Work to complete
Give, as a bare number, the count of lines below that contain "stool".

Dataset extract
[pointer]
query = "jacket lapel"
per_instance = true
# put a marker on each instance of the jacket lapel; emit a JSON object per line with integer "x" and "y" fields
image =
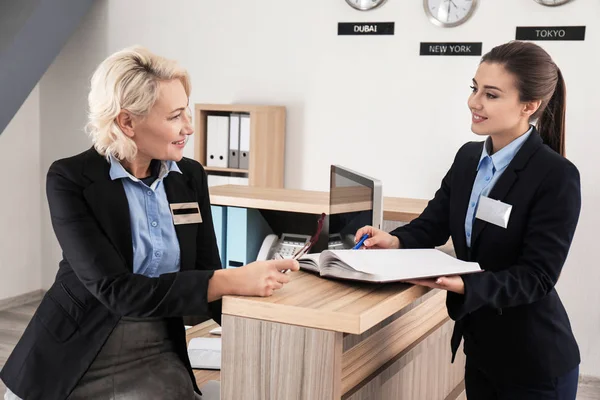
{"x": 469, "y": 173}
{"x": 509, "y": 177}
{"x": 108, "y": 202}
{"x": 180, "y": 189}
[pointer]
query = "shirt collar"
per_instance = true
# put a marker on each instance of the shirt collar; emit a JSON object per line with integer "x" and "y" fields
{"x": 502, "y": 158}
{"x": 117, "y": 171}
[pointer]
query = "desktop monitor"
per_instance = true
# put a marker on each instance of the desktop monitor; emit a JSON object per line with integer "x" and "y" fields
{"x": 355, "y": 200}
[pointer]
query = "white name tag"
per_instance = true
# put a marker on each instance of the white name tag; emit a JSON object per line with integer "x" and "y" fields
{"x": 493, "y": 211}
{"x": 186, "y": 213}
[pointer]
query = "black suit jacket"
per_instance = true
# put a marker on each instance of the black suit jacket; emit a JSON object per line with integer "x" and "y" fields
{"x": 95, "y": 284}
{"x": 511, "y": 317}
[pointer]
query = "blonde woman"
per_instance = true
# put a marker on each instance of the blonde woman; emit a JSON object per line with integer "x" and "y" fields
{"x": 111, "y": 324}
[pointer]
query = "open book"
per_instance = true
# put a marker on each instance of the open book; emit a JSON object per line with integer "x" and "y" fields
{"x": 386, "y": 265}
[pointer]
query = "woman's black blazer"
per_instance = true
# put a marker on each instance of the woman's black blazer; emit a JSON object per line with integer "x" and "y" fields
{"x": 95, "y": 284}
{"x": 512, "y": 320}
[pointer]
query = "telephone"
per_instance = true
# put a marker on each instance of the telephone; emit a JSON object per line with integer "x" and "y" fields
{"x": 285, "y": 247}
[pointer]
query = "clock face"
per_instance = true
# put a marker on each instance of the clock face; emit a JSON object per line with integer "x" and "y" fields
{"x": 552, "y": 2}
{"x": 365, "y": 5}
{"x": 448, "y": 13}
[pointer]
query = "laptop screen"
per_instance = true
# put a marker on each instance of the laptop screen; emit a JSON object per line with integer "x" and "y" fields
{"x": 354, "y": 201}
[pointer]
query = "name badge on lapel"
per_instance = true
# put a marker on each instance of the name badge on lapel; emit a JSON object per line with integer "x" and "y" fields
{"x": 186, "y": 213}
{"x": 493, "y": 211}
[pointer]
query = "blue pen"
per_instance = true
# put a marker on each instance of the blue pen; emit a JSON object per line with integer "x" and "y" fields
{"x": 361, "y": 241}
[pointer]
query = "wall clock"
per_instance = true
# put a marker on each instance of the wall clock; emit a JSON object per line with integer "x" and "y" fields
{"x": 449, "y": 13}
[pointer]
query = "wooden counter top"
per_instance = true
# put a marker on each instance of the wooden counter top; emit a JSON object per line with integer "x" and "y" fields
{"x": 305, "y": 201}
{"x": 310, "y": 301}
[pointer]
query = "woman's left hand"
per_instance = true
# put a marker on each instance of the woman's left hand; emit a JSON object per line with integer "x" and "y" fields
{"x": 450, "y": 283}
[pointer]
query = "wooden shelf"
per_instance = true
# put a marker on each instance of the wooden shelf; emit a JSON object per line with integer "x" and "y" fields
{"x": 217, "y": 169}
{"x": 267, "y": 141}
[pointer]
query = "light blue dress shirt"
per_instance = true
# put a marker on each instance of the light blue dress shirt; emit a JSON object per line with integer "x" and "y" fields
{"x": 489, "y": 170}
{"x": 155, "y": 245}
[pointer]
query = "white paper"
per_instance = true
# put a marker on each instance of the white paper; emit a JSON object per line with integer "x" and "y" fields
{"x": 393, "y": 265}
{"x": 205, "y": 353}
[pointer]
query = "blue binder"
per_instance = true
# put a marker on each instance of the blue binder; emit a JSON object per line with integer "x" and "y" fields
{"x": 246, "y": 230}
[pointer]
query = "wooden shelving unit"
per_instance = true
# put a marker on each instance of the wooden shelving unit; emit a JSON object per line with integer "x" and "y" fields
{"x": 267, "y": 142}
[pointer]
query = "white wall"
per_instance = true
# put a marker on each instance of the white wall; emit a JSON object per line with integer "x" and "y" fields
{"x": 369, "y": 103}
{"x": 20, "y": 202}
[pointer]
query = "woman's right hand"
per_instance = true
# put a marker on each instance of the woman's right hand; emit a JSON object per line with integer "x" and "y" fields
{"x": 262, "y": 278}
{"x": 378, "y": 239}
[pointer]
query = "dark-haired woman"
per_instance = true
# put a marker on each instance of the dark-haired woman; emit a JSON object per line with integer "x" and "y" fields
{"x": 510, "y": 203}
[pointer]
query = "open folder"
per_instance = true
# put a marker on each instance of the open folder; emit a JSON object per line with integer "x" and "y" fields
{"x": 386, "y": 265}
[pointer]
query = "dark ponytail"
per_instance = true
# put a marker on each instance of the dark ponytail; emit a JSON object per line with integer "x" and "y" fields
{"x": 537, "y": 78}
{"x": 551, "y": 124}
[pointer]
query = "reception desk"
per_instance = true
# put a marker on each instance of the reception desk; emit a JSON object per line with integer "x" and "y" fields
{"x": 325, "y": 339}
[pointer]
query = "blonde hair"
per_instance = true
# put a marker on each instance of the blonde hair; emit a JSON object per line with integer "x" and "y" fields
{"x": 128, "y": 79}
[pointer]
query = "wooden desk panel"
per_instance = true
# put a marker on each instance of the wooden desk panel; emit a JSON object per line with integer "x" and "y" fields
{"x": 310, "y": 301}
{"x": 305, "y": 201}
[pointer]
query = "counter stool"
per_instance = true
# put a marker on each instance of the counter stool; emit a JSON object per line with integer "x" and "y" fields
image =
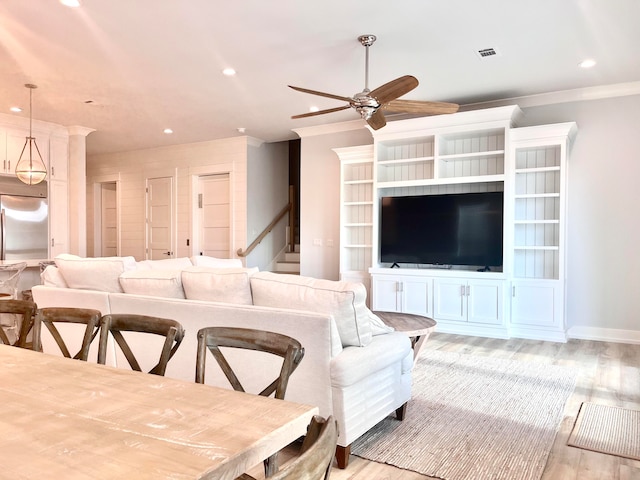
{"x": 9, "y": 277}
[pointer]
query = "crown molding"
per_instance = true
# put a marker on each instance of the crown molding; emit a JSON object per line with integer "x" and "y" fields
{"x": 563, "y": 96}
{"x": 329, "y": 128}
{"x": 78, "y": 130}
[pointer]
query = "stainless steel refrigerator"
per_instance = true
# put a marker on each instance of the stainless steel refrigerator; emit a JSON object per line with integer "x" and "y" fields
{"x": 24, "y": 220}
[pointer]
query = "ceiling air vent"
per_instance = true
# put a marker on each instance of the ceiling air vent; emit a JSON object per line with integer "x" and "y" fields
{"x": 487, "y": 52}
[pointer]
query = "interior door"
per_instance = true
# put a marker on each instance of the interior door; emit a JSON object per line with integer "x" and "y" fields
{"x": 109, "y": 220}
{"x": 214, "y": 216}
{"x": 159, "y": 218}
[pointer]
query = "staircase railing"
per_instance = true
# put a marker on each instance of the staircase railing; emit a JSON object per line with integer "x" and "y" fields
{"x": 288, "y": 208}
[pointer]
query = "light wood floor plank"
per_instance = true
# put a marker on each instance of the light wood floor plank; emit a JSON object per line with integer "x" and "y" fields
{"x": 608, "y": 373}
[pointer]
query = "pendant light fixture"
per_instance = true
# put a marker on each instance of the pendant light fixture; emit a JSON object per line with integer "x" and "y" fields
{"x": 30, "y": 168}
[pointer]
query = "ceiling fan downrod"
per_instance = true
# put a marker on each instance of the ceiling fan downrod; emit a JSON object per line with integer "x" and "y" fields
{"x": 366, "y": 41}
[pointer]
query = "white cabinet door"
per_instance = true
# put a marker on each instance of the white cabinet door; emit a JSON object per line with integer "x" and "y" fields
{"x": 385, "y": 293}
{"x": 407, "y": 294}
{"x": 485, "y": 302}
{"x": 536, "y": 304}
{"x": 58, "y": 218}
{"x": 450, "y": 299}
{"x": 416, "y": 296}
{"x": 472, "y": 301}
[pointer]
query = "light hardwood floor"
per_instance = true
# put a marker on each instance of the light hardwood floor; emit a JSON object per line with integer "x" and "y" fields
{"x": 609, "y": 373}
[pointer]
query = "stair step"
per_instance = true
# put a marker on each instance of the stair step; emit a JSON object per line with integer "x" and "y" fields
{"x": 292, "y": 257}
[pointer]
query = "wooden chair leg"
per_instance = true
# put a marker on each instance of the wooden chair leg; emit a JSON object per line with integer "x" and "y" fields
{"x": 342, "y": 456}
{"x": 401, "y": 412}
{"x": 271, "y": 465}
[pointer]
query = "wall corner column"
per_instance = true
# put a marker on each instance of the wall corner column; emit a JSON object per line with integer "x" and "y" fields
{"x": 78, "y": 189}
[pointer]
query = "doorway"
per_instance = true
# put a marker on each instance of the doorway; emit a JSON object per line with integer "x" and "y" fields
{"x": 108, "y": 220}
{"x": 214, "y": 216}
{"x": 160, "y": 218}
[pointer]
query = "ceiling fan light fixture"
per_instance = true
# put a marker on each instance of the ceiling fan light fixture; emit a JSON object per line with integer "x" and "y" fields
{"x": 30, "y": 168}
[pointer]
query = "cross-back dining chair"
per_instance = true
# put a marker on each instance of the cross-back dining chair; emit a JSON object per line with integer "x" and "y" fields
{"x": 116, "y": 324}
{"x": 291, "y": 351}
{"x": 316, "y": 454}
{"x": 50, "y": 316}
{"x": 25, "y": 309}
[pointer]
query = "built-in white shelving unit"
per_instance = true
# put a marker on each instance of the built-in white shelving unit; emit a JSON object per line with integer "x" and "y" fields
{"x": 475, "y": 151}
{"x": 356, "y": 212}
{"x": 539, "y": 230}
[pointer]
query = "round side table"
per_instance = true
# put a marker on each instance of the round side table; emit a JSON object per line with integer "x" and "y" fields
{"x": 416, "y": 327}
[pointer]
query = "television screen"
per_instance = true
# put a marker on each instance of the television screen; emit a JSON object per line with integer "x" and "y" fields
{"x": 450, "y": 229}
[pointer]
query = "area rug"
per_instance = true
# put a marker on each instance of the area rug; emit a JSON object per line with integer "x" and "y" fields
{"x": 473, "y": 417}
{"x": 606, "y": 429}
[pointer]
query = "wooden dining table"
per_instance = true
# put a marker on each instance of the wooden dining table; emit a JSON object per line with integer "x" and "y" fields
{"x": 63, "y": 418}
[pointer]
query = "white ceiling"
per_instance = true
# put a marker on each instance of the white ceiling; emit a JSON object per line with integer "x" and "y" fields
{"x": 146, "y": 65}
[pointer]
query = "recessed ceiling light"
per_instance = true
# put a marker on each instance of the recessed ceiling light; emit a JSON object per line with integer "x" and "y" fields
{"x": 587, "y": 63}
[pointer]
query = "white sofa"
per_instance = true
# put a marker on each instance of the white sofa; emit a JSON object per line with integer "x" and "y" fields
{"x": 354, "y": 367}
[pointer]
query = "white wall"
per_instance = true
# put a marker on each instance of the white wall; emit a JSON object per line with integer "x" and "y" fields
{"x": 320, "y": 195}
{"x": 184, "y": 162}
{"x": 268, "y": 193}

Answer to this problem
2